WHAT YOU HAVE TO DO:
Lines from the top of the entries through the line that has "Find the mouth" must be duplicated exactly, and no others.

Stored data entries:
= Beginning of Section =
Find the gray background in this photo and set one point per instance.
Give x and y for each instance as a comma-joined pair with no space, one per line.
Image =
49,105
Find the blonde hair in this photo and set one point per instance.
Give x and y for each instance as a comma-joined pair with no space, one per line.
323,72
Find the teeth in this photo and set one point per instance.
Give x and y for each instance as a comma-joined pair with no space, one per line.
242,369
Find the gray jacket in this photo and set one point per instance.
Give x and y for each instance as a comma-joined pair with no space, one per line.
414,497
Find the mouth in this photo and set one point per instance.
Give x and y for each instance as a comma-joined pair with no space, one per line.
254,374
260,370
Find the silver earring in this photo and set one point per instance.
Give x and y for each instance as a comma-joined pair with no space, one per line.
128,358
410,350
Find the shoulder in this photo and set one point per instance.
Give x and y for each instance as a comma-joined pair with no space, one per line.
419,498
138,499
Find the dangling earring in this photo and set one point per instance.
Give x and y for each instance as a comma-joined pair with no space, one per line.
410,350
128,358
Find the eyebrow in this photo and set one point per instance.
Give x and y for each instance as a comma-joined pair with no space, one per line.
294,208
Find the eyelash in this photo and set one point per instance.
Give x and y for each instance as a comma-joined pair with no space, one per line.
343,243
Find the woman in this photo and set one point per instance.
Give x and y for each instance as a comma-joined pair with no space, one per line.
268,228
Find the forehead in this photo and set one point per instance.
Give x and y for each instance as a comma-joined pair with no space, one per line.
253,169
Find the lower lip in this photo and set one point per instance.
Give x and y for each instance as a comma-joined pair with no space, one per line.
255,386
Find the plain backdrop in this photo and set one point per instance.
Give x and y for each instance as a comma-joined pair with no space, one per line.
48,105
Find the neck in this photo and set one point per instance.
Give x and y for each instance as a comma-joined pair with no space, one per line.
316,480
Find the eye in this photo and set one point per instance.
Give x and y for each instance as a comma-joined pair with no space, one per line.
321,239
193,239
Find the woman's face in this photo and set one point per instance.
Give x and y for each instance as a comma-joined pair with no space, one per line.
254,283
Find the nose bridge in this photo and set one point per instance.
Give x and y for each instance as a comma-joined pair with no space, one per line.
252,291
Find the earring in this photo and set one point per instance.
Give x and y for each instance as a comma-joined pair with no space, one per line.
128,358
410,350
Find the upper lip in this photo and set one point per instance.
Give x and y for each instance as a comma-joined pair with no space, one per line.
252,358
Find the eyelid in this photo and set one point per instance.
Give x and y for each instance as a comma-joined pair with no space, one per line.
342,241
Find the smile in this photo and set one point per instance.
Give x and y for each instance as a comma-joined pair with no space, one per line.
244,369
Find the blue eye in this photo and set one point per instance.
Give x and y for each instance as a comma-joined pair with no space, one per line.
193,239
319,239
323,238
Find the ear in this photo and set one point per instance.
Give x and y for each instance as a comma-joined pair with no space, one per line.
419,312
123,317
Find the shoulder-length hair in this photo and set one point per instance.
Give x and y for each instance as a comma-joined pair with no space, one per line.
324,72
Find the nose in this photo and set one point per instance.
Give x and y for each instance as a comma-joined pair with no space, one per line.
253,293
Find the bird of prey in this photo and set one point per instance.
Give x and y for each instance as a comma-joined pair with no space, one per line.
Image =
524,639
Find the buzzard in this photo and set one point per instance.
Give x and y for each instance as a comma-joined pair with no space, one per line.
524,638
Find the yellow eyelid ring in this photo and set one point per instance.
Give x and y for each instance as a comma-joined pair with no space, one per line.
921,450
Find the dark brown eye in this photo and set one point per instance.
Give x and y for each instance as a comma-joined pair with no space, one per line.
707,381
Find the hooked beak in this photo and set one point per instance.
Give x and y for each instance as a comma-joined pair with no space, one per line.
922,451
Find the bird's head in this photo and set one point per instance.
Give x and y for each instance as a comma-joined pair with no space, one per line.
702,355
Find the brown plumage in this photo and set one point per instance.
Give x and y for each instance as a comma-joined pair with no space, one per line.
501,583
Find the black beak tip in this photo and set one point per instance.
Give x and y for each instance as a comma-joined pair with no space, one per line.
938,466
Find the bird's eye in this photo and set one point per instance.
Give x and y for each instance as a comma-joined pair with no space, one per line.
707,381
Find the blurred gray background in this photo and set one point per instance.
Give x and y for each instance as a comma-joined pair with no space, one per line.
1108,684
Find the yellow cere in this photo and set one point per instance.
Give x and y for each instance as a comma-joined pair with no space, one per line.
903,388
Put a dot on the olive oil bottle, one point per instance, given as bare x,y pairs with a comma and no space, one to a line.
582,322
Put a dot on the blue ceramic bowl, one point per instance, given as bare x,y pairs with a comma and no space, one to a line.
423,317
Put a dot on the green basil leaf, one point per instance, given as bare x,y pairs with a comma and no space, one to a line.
= End of Section =
EXERCISE SOLUTION:
Find the gray background in this photo and set one point per instance.
Give x and y for each instance as a comma-joined pair with no space, one per line.
Image =
49,105
Find the blonde hair in this photo and set one point per instance.
Give x and y for each instance as a comma-joined pair with no space, one per line.
323,72
Find the teeth in this photo and set one point per instance.
Give x and y for each instance as a comma-joined pair with no space, one per line.
242,369
Find the gray jacket in this photo and set one point per instance.
Give x and y for each instance as a comma-joined pair with no space, one per line.
414,497
Find the mouth in this photo and set one point per instance.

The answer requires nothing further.